§ **WRITTEN REQUEST**
Copy every line, leaving nothing out and adding nothing.

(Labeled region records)
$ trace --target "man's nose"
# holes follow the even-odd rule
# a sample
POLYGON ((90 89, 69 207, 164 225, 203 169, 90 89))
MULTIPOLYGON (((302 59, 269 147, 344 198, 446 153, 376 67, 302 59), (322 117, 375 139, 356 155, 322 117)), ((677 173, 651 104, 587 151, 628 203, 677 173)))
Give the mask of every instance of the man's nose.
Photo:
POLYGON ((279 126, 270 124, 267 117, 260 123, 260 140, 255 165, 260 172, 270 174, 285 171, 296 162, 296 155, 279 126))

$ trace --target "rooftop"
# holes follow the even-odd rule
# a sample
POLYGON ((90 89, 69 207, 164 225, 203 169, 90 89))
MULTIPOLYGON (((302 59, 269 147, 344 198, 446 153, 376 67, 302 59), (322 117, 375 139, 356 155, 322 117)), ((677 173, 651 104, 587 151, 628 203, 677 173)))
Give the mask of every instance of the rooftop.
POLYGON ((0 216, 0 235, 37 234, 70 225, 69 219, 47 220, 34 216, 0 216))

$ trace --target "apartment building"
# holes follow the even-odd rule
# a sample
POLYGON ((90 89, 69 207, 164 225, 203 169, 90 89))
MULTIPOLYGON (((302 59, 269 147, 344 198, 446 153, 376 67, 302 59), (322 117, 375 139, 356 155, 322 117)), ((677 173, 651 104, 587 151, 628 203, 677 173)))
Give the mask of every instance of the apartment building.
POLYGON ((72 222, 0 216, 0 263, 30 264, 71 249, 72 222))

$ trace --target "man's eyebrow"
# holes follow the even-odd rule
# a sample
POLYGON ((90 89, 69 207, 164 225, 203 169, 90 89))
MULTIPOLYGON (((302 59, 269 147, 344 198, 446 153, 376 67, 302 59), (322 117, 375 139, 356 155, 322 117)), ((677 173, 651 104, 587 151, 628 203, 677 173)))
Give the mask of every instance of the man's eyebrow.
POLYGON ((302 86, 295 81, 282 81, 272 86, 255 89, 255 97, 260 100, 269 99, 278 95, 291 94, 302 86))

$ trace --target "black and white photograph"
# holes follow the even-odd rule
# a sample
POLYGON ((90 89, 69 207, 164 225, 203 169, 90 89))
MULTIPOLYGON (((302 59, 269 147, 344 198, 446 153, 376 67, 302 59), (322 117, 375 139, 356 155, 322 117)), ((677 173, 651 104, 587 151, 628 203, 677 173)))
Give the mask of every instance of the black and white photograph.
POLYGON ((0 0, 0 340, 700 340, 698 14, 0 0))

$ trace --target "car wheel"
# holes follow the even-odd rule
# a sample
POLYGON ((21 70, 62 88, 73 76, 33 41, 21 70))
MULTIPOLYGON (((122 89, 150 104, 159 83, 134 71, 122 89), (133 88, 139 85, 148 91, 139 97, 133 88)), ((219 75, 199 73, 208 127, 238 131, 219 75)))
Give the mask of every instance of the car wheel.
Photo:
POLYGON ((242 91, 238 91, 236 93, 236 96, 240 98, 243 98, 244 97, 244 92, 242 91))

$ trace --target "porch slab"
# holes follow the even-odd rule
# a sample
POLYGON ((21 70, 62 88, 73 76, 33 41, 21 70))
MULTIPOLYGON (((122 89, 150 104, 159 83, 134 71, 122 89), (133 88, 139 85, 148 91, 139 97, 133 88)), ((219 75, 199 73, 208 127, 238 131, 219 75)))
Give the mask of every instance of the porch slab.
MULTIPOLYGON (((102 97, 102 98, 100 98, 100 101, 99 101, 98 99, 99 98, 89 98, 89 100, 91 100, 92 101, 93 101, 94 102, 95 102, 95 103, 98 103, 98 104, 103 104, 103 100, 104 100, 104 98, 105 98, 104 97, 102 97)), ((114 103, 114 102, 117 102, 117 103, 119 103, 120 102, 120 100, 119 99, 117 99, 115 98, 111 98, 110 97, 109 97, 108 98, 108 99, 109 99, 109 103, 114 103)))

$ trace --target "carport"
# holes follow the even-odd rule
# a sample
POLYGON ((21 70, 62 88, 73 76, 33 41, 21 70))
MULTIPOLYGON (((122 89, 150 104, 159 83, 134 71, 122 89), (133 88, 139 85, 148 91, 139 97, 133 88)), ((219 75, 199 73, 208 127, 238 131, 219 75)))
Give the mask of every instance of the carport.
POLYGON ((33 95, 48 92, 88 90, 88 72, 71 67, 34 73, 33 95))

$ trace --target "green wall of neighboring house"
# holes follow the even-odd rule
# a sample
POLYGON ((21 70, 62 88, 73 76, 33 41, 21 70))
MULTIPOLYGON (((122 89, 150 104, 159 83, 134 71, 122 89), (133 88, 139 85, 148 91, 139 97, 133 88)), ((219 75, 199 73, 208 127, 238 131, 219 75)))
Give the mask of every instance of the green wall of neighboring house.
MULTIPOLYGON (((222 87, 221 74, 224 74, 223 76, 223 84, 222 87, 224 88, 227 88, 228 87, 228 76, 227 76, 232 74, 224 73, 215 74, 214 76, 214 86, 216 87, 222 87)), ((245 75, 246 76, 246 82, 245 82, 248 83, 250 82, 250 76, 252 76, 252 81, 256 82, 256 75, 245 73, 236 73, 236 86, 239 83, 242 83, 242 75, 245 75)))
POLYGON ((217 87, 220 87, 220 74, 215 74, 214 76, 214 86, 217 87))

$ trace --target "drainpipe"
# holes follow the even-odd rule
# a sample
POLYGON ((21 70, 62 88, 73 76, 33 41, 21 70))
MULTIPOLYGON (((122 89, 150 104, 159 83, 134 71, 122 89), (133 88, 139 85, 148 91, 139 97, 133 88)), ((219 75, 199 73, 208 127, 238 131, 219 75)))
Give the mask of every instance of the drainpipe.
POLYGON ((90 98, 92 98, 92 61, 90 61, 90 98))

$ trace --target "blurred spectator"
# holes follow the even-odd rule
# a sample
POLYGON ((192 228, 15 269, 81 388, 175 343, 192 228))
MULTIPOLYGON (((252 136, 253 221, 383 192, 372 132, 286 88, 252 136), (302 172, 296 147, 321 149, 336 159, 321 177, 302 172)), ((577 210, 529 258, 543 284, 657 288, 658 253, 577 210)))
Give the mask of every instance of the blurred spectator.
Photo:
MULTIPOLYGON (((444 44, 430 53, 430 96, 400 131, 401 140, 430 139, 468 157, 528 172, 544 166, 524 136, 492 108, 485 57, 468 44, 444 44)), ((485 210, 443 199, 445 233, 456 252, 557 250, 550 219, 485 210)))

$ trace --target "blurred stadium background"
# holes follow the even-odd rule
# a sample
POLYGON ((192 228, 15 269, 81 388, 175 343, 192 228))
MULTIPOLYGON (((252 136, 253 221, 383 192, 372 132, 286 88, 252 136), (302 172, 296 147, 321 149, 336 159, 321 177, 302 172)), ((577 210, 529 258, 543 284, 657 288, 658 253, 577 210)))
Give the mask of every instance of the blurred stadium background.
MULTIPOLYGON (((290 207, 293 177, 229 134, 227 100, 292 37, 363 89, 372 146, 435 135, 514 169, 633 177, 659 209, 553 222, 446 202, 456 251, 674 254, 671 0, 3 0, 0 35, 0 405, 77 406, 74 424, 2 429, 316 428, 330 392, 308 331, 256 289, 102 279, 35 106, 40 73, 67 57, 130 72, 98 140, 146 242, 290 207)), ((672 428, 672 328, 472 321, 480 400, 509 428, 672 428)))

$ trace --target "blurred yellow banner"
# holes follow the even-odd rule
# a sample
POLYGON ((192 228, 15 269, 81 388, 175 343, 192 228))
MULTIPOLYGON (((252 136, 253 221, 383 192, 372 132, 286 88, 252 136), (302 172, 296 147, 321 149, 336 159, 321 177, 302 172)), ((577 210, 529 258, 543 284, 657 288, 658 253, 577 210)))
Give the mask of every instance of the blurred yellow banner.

§ **EXERCISE RESPONSE**
$ trace --target "man's nose"
# holes follow the even-odd rule
# a sample
POLYGON ((90 89, 69 207, 164 225, 203 169, 90 89))
MULTIPOLYGON (((302 59, 269 147, 344 198, 446 153, 376 67, 302 59), (322 117, 375 139, 356 155, 322 117)), ((677 173, 651 104, 587 151, 628 203, 677 173)))
Give the mask of every instance of the man's nose.
Photo:
POLYGON ((279 126, 270 124, 267 117, 260 123, 260 140, 255 165, 260 172, 270 174, 285 171, 296 162, 296 155, 279 126))

$ trace --target "rooftop"
# holes follow the even-odd rule
# a sample
POLYGON ((90 89, 69 207, 164 225, 203 169, 90 89))
MULTIPOLYGON (((302 59, 269 147, 344 198, 446 153, 376 67, 302 59), (322 117, 375 139, 356 155, 322 117)), ((677 173, 651 104, 587 151, 628 203, 677 173)))
Give the mask of every instance of the rooftop.
POLYGON ((0 216, 0 235, 37 234, 70 225, 69 219, 47 220, 34 216, 0 216))

$ trace --target "apartment building"
# holes follow the even-odd rule
# a sample
POLYGON ((90 89, 69 207, 164 225, 203 169, 90 89))
MULTIPOLYGON (((302 59, 269 147, 344 198, 446 153, 376 67, 302 59), (322 117, 375 139, 356 155, 322 117)), ((677 173, 651 104, 587 151, 628 203, 677 173)))
Give the mask of every instance of the apartment building.
POLYGON ((72 222, 0 216, 0 263, 30 264, 71 249, 72 222))

$ trace --target "man's eyebrow"
# holes follow the even-odd rule
# a sample
POLYGON ((90 89, 69 207, 164 225, 203 169, 90 89))
MULTIPOLYGON (((302 59, 269 147, 344 198, 446 153, 376 67, 302 59), (322 117, 375 139, 356 155, 322 117)), ((677 173, 651 104, 587 151, 628 203, 677 173)))
Give the mask of every instance of the man's eyebrow.
POLYGON ((302 86, 295 81, 282 81, 272 86, 255 89, 255 97, 260 100, 269 99, 278 95, 291 94, 302 86))

$ trace --target "black and white photograph"
# holes follow the even-odd rule
# a sample
POLYGON ((90 89, 69 207, 164 225, 203 169, 90 89))
MULTIPOLYGON (((302 59, 269 147, 344 198, 446 153, 376 67, 302 59), (322 117, 375 139, 356 155, 322 117)), ((677 173, 651 104, 587 151, 628 203, 677 173)))
Give the mask of every instance of the black and white photograph.
POLYGON ((0 0, 0 340, 700 340, 698 14, 0 0))

$ trace --target "car wheel"
# holes follow the even-odd rule
# a sample
POLYGON ((21 70, 62 88, 73 76, 33 41, 21 70))
MULTIPOLYGON (((122 89, 150 104, 159 83, 134 71, 122 89), (133 88, 139 85, 148 91, 139 97, 133 88)), ((219 75, 199 73, 208 127, 238 131, 219 75)))
Give the mask of every instance of the car wheel.
Photo:
POLYGON ((242 91, 238 91, 236 93, 236 96, 240 98, 243 98, 244 97, 244 92, 242 91))

$ trace --target "porch slab"
# holes follow the even-odd rule
# a sample
POLYGON ((21 70, 62 88, 73 76, 33 41, 21 70))
MULTIPOLYGON (((122 89, 150 104, 159 83, 134 71, 122 89), (133 88, 139 85, 148 91, 139 97, 133 88)), ((219 75, 199 73, 208 127, 238 131, 219 75)))
Give the mask of every instance of the porch slab.
MULTIPOLYGON (((102 97, 102 98, 100 98, 100 101, 99 101, 98 99, 99 98, 89 98, 89 100, 91 100, 92 101, 93 101, 94 102, 95 102, 95 103, 98 103, 98 104, 103 104, 103 100, 104 100, 104 98, 105 98, 104 97, 102 97)), ((114 103, 114 102, 117 102, 117 103, 119 103, 120 102, 120 100, 119 99, 117 99, 115 98, 111 98, 110 97, 109 97, 108 98, 108 99, 109 99, 109 103, 114 103)))

$ trace --target "carport"
# holes follow the even-odd rule
# a sample
POLYGON ((21 70, 62 88, 73 76, 33 41, 21 70))
MULTIPOLYGON (((122 89, 150 104, 159 83, 134 71, 122 89), (133 88, 139 85, 148 91, 139 97, 133 88)), ((219 75, 199 73, 208 127, 238 131, 219 75)))
Give the mask of every instance of the carport.
POLYGON ((33 95, 48 92, 88 90, 88 72, 71 67, 34 73, 33 95))

$ trace --target "green wall of neighboring house"
# holes follow the even-odd rule
# a sample
POLYGON ((21 70, 62 88, 73 76, 33 41, 21 70))
MULTIPOLYGON (((122 89, 150 104, 159 83, 134 71, 122 89), (133 88, 139 85, 148 91, 139 97, 133 88)), ((219 75, 199 73, 208 127, 238 131, 219 75)))
Give the mask of every instance of the green wall of neighboring house.
MULTIPOLYGON (((222 87, 221 74, 224 74, 223 76, 223 84, 222 87, 224 88, 227 88, 228 87, 228 76, 227 76, 232 74, 224 73, 215 74, 214 76, 214 86, 216 87, 222 87)), ((245 75, 246 76, 246 82, 245 82, 248 83, 250 82, 250 76, 252 76, 252 81, 256 82, 256 75, 245 73, 236 73, 236 86, 239 83, 242 83, 242 75, 245 75)))
POLYGON ((217 87, 220 87, 220 74, 215 74, 214 76, 214 86, 217 87))

$ trace --target "drainpipe"
# holes follow the even-odd rule
# a sample
POLYGON ((21 70, 62 88, 73 76, 33 41, 21 70))
MULTIPOLYGON (((122 89, 150 104, 159 83, 134 71, 122 89), (133 88, 139 85, 148 91, 139 97, 133 88)), ((219 75, 199 73, 208 127, 238 131, 219 75)))
Give the mask of every instance of the drainpipe.
POLYGON ((90 98, 92 98, 92 61, 90 61, 90 98))

$ trace --target "blurred spectator"
# holes follow the even-odd rule
# a sample
POLYGON ((192 228, 15 269, 81 388, 175 343, 192 228))
MULTIPOLYGON (((252 136, 253 221, 383 192, 372 132, 286 88, 252 136), (302 172, 296 147, 321 149, 336 159, 321 177, 302 172)), ((577 210, 529 258, 543 284, 657 288, 658 253, 577 210)))
Give the mask of every instance of the blurred spectator.
Photo:
MULTIPOLYGON (((444 44, 430 53, 430 96, 400 131, 401 140, 430 139, 468 157, 528 172, 544 166, 524 136, 492 108, 485 57, 468 44, 444 44)), ((485 210, 443 199, 445 233, 456 252, 557 250, 550 219, 485 210)))

$ trace --target "blurred stadium background"
# holes follow the even-odd rule
# a sample
POLYGON ((192 228, 15 269, 81 388, 175 343, 192 228))
MULTIPOLYGON (((252 136, 253 221, 383 192, 372 132, 286 88, 252 136), (302 172, 296 147, 321 149, 336 159, 321 177, 302 172)), ((577 210, 529 258, 543 284, 657 288, 658 253, 577 210)))
Give the mask of every instance of the blurred stadium background.
MULTIPOLYGON (((290 207, 293 177, 229 134, 227 100, 292 37, 363 89, 372 146, 435 135, 514 169, 633 177, 659 209, 553 222, 446 202, 456 251, 674 254, 671 0, 3 0, 0 35, 0 405, 77 406, 74 424, 2 429, 316 428, 330 392, 308 331, 256 289, 102 279, 35 106, 40 73, 67 57, 130 72, 98 140, 146 242, 290 207)), ((672 428, 672 328, 472 321, 480 400, 509 428, 672 428)))

$ trace --target "blurred yellow banner"
# holes follow the even-odd rule
# a sample
POLYGON ((192 228, 15 269, 81 388, 175 343, 192 228))
MULTIPOLYGON (((252 136, 253 221, 383 192, 372 132, 286 88, 252 136), (302 172, 296 147, 321 149, 336 159, 321 177, 302 172)), ((577 210, 529 258, 543 284, 657 288, 658 253, 577 210)))
Give the mask of every instance of the blurred yellow banner.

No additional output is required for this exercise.